Supplied passage>
══════════════════════════════
Motoringnz

View Original

Ford Mustang Mach-E GT road test review: No horsing around

The pony express that feeds on electric oats is controversial, but also convincing.

Full RRP: $116,990 (current offer $97,800)

Powertrain: Dual electric motor, all-wheel-drive, 358kW/860Nm.

How big:  4743mm long; 1881mm wide; 1613mm tall.

We like: Massive wallop for the money; truly capacious and useful SUV; winds up petrolhead no end.

Not so much: Weird external door openers; Ford doesn’t provision a home charger.


RECENTLY Ford’s global boss rocked the boat in stating his brand will never make “a Mustang that’s not a Mustang”. 

Good news to petrolheads, but confusing as heck surely for all those who have brought into the Mustang that is unlike any other? The one on test here.

What Jim Farley was trying to relay was reassurance the two-door that’s been a backbone of Ford’s progress since the 1960s and risen to be the world’s best-selling coupe has life left in it. 

Fossil-fuelled life, to be exact. He’s especially firm the two-door will never be electric.

Some have read this and other comment from Farley as tacit in-hindsight confession about the electric future Mustang, the Mach-E, being unworthy of the 60-year-old badge. 

If true, that would be a curious admission. Farley played a key role in the electric sports utility’s development, and helped unveil it before becoming Ford CEO.

Still, it’s enough to revive scuttlebutt about how Mach-E was not originally meant to be known as a Mustang and that the iconic badge was added back in 2019 because Ford executives were impressed by the performance of early prototypes – and to help the Mach-E stand out from rivals.

With every Mach-E I’ve driven, including this GT on test, I’ve heard the same prejudices about what it ‘is’, and what it supposedly ‘isn’t’. Boring!
══════════════════════════════
Given request 1> According to the Mach-E GT review, why would it be a curious admission if Farley's remarks were a confession that the Mach-E is unworthy of the Mustang badge?
══════════════════════════════
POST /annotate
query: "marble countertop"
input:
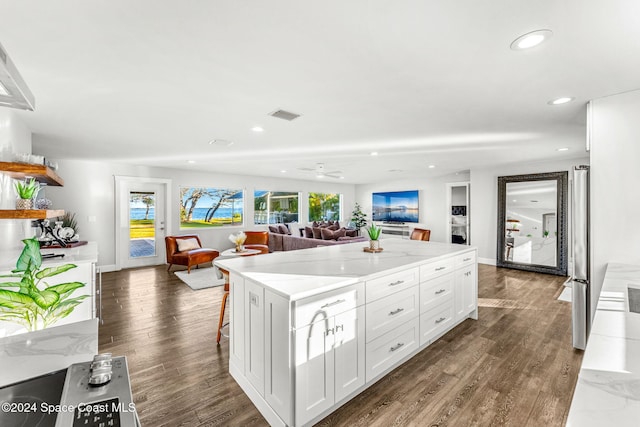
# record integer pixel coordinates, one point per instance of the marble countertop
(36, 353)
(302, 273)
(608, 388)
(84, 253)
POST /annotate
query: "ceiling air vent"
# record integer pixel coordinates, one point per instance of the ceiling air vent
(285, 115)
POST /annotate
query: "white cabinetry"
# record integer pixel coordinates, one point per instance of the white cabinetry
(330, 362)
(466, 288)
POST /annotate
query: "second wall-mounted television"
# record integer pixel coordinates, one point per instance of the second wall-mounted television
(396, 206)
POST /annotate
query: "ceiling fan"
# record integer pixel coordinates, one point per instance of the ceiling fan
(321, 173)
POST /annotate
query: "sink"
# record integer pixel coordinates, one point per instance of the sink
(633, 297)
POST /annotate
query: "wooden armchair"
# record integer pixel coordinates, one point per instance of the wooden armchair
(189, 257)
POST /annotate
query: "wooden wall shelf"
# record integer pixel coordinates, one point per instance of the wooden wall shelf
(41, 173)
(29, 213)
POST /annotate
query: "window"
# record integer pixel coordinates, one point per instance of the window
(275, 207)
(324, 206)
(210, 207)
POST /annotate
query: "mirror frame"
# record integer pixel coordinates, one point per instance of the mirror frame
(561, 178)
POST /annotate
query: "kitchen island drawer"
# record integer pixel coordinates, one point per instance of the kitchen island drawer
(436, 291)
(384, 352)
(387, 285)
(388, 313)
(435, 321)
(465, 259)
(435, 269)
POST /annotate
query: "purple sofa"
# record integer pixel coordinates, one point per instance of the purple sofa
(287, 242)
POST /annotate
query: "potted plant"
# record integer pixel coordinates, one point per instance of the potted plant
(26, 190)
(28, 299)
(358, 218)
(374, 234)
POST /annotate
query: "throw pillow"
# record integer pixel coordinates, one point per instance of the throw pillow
══════════════════════════════
Given request 2> Count the lines of the records that contain the string "vent" and give only the number.

Answer 1> It would be curious because Farley played a key role in developing the electric sports utility. He also helped unveil it before he became Ford CEO.

Answer 2> 2